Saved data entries
▶

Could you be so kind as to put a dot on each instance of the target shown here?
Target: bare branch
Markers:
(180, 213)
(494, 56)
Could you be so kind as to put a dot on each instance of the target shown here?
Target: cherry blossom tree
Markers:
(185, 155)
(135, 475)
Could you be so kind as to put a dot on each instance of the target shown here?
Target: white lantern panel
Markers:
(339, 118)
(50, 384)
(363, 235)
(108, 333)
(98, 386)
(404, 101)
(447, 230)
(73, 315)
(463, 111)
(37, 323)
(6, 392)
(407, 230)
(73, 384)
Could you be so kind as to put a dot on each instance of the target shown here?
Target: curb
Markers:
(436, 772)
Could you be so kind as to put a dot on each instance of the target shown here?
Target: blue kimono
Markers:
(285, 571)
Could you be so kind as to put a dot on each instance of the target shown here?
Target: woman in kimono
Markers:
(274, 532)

◀
▶

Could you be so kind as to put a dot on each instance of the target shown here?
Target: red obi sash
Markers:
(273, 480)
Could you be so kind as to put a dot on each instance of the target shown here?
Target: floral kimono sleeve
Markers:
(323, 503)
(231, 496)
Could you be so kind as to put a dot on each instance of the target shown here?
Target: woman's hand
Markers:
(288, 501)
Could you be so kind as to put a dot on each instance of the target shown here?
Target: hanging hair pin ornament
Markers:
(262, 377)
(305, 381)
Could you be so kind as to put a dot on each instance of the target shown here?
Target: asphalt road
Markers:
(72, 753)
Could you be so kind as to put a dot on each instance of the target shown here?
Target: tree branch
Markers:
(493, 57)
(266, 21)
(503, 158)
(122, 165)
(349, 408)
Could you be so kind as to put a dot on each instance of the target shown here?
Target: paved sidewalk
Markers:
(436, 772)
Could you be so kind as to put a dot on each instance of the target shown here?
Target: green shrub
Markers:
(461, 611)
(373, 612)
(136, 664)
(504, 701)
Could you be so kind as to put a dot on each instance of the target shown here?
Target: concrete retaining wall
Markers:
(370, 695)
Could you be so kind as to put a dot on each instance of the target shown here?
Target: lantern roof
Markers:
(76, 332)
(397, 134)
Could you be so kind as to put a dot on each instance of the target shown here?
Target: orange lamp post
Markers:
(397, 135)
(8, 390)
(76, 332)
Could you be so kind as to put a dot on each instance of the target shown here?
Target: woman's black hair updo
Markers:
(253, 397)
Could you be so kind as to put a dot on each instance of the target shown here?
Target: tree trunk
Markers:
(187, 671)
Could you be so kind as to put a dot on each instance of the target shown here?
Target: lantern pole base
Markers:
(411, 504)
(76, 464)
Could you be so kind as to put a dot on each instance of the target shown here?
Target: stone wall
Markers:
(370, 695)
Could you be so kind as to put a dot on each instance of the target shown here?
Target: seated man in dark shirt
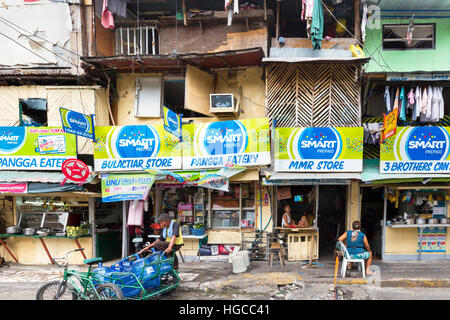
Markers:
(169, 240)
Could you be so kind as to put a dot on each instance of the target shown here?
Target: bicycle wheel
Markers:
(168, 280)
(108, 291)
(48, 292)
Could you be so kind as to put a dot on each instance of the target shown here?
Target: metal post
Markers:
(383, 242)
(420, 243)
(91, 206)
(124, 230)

◀
▶

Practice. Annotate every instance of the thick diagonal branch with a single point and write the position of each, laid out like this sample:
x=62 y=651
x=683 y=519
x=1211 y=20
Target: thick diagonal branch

◀

Exercise goal — Pull out each line of the data above that contains the string "thick", treating uppercase and lowercase as distinct.

Result —
Practice. Annotate every instance of the thick diagonal branch with a single point and write the position of each, laid out like this sample:
Target: thick diagonal branch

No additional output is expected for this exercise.